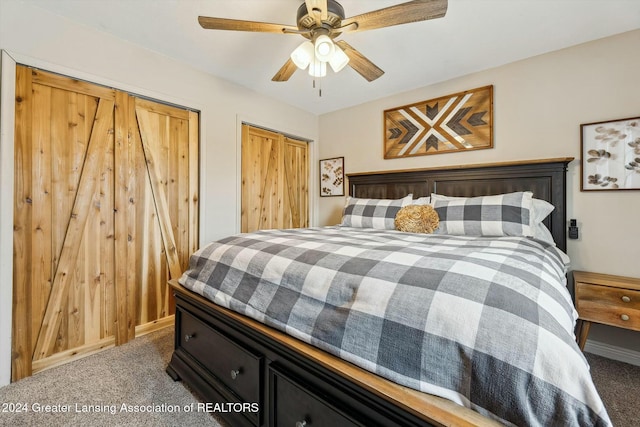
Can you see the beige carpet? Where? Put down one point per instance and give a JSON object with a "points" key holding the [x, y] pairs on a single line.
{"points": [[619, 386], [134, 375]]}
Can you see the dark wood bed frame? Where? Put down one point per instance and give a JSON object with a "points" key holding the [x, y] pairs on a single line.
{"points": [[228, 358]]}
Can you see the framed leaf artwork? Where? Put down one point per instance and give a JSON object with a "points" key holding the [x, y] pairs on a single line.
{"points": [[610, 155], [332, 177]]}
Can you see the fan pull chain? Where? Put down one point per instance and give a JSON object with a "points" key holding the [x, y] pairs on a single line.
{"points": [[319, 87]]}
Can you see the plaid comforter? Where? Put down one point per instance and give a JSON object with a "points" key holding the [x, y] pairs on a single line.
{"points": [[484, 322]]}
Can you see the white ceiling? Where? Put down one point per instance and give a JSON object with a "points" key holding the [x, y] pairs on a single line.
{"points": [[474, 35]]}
━━━━━━
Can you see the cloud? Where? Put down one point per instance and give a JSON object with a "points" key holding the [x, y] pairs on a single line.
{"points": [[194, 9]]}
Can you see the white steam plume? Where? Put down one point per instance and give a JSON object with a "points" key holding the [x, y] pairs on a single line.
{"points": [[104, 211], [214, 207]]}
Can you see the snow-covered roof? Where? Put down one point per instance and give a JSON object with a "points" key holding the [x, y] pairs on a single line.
━━━━━━
What the task requires: Could you copy out the lines again, starting at the line that has "Can you see the white steam" and stopping after the line that has "Can you see the snow-covered", with "steam plume" swapped for "smoke plume" and nothing else changed?

Task response:
Can you see the white smoke plume? Where? Put down one point per instance and give a JSON object with a "points" key holding the [x, y] pairs on a single line.
{"points": [[104, 211], [214, 207]]}
Can you see the snow-covered roof? Where? Put down one point per instance and give a JSON object with a "points" key holding the [x, y] pairs on a single line.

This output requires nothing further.